- _The exercise_
Please copy out everything in the entries below, from the very start down to and including the line containing "[595,276,608,550]". Leave the pictures out of your answer.

::: Materials provided :::

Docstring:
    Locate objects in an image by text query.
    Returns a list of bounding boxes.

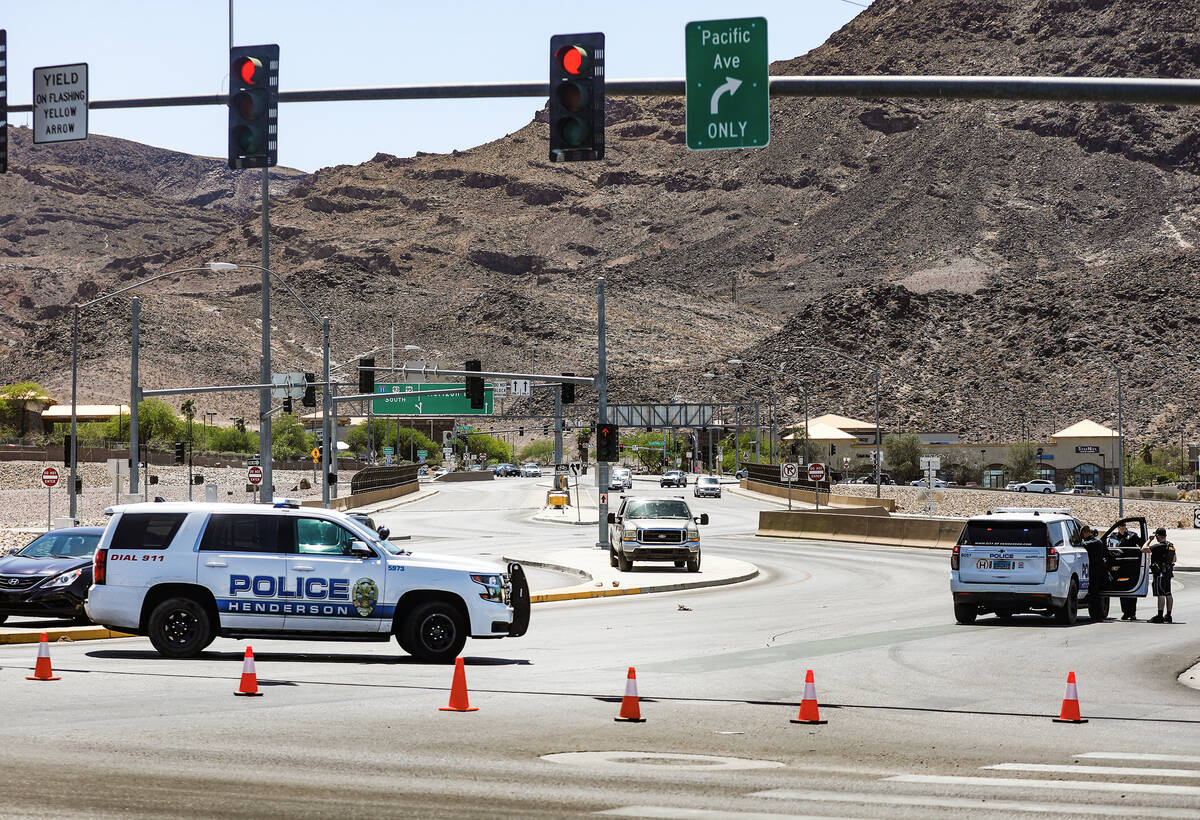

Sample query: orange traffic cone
[233,646,263,698]
[792,669,829,723]
[25,632,61,681]
[613,666,646,723]
[438,658,479,712]
[1054,672,1087,723]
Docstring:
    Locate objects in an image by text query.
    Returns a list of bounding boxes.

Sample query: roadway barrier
[742,479,896,513]
[757,510,966,550]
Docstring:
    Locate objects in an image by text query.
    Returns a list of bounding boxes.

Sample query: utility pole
[595,276,608,550]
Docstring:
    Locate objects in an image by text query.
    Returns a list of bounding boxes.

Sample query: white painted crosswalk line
[746,789,1196,820]
[1072,752,1200,774]
[883,774,1200,797]
[979,764,1200,778]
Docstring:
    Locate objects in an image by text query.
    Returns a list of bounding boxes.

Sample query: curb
[0,627,133,644]
[502,557,758,604]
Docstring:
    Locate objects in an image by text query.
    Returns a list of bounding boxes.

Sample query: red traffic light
[233,56,263,85]
[558,46,588,76]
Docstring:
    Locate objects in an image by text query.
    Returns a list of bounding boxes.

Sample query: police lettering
[229,575,350,600]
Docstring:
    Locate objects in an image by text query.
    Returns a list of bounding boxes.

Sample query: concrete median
[757,510,965,550]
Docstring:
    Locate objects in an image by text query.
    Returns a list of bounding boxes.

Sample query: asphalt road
[0,479,1200,818]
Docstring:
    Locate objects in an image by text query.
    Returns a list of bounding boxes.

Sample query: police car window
[959,521,1049,546]
[200,513,292,552]
[296,519,355,555]
[108,513,187,550]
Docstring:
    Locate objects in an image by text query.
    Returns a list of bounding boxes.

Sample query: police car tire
[1054,579,1079,627]
[146,598,216,658]
[397,600,467,664]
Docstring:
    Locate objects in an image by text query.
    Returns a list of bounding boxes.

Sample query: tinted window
[200,513,292,552]
[108,513,187,550]
[18,532,100,558]
[959,521,1048,546]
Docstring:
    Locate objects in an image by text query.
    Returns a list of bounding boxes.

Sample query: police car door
[284,515,395,633]
[1103,516,1150,598]
[196,513,292,630]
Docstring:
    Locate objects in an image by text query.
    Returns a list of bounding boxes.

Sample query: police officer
[1109,523,1142,621]
[1141,527,1175,623]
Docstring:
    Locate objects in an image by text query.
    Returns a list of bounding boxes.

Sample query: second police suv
[86,502,529,663]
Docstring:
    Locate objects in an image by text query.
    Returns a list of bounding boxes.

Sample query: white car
[950,507,1150,624]
[86,501,529,663]
[1004,478,1057,492]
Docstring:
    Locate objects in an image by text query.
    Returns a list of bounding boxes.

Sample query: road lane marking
[883,774,1200,797]
[746,789,1195,820]
[1072,752,1200,774]
[979,764,1200,778]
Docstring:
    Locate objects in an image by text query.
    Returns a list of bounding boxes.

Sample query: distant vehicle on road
[692,475,721,498]
[608,497,708,573]
[1004,478,1057,492]
[659,469,688,487]
[0,527,104,623]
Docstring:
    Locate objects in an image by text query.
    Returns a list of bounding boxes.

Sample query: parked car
[0,527,104,623]
[1004,478,1057,492]
[659,469,688,487]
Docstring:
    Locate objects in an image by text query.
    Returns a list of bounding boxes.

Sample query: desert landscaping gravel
[0,461,353,555]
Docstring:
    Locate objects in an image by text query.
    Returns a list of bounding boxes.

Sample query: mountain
[0,0,1200,449]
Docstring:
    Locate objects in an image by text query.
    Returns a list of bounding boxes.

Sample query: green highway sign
[371,383,493,415]
[684,17,770,151]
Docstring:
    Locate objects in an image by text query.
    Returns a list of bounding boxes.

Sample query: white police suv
[950,507,1150,624]
[86,502,529,663]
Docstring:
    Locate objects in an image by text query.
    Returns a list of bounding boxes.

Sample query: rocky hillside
[0,0,1200,441]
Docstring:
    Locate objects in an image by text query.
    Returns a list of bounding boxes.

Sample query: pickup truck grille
[637,529,684,544]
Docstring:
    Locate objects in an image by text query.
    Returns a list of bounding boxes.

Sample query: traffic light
[229,46,280,169]
[550,31,604,162]
[0,29,8,174]
[359,355,374,393]
[463,359,485,409]
[596,424,620,461]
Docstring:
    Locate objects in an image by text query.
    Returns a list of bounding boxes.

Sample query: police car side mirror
[350,540,376,558]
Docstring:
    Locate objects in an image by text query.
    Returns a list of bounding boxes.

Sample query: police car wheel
[146,598,214,658]
[400,600,467,664]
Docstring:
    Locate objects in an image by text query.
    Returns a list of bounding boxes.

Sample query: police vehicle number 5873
[86,502,529,663]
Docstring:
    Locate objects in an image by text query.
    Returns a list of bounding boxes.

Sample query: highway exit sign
[684,17,770,151]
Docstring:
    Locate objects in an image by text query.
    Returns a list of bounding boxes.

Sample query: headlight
[46,567,83,587]
[470,575,504,601]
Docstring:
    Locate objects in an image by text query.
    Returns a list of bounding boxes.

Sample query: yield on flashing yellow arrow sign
[684,17,770,151]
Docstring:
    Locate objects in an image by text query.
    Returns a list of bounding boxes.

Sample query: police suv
[86,501,529,663]
[950,507,1150,624]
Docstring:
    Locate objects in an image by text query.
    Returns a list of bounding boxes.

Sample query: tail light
[91,550,108,583]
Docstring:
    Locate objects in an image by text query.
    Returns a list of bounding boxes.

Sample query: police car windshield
[625,499,691,519]
[959,521,1050,546]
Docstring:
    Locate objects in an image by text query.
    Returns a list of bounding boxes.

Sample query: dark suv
[0,527,104,623]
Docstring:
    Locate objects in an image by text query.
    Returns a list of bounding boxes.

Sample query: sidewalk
[503,547,758,604]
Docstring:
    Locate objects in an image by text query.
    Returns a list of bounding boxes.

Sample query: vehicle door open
[1103,515,1150,598]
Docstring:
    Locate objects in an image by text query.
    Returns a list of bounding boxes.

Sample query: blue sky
[0,0,865,172]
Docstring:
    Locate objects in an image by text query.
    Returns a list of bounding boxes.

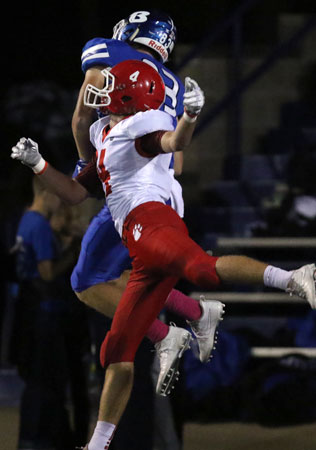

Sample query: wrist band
[182,111,197,123]
[32,157,48,175]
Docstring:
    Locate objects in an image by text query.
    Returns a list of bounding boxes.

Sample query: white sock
[88,420,116,450]
[263,266,293,291]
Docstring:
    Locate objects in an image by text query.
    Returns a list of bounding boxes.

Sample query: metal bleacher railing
[174,0,316,154]
[190,237,316,358]
[175,0,316,358]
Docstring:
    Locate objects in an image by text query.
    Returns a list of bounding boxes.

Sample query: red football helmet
[84,60,165,115]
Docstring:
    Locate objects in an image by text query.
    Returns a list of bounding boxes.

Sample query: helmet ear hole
[121,95,132,103]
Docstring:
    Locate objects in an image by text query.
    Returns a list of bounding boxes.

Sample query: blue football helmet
[112,11,177,63]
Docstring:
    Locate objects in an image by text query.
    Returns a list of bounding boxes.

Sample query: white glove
[11,138,47,173]
[183,77,205,121]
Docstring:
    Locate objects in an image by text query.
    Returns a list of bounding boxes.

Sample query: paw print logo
[133,223,143,241]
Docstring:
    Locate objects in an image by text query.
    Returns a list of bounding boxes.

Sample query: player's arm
[160,77,205,153]
[173,150,183,176]
[11,138,89,205]
[71,66,104,161]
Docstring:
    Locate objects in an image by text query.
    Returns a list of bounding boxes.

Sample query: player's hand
[11,138,42,168]
[183,77,205,117]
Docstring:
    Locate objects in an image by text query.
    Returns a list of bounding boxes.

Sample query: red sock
[165,289,202,321]
[146,319,169,344]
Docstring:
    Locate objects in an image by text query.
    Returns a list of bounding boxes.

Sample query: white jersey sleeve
[89,116,110,149]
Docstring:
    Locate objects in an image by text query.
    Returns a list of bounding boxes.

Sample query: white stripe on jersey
[81,43,110,62]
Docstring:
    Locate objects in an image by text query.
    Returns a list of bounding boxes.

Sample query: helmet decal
[113,11,177,62]
[84,60,165,115]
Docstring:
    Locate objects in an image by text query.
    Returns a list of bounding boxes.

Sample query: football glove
[183,77,205,117]
[11,138,46,173]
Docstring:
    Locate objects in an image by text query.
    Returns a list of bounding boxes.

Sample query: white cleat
[286,264,316,309]
[188,296,225,362]
[155,326,192,396]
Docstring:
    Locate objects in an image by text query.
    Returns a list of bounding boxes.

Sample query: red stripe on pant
[100,202,219,367]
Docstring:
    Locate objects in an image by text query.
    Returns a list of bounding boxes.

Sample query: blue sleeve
[81,38,138,73]
[33,220,55,262]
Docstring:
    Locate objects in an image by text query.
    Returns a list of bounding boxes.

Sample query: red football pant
[100,202,219,367]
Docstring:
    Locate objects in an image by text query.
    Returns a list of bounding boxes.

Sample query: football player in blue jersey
[71,7,223,395]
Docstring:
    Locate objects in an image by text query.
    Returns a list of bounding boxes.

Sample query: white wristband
[32,157,48,175]
[182,111,197,123]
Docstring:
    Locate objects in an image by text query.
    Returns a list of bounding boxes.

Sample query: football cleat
[285,264,316,309]
[188,296,225,362]
[155,326,192,397]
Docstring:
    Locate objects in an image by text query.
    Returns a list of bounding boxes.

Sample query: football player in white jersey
[71,11,223,395]
[11,61,316,450]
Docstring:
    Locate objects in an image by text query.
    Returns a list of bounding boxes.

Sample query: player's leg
[75,270,130,318]
[71,208,222,370]
[125,202,316,308]
[91,270,177,447]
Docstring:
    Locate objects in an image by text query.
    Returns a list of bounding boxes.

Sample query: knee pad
[99,331,137,369]
[185,254,220,289]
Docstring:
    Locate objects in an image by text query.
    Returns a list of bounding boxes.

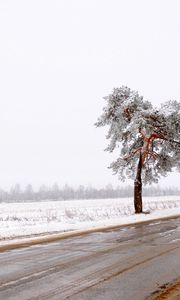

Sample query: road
[0,218,180,300]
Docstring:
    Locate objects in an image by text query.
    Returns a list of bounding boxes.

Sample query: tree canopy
[95,86,180,184]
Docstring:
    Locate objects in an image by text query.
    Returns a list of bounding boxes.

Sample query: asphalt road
[0,218,180,300]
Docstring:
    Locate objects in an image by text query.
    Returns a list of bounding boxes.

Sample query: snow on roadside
[0,196,180,240]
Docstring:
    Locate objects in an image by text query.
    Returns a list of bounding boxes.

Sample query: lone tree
[95,86,180,213]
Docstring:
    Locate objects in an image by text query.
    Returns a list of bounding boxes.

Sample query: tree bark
[134,152,143,214]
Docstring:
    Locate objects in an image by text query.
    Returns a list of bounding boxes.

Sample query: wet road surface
[0,218,180,300]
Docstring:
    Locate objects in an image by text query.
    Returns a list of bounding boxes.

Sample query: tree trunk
[134,152,142,214]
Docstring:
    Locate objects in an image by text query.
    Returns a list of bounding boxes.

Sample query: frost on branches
[95,86,180,213]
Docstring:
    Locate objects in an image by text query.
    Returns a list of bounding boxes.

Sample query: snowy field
[0,196,180,241]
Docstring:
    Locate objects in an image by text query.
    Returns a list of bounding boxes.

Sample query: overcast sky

:::

- _Expected answer_
Docstring:
    Locate objects in an image by text query.
    Returns a list of bounding boxes.


Sample query: orange traffic cone
[233,646,263,698]
[792,669,829,723]
[25,632,61,681]
[613,666,646,723]
[438,658,479,712]
[1054,672,1087,723]
Docstring:
    Locate objects in an image by text query.
    Returns a list of bounding boxes.

Sample query: roadway barrier
[742,479,896,513]
[757,510,966,550]
Docstring:
    Locate objects in an image by text query.
    Returns a list of bounding boxes.

Sample query: utility pole
[595,276,608,550]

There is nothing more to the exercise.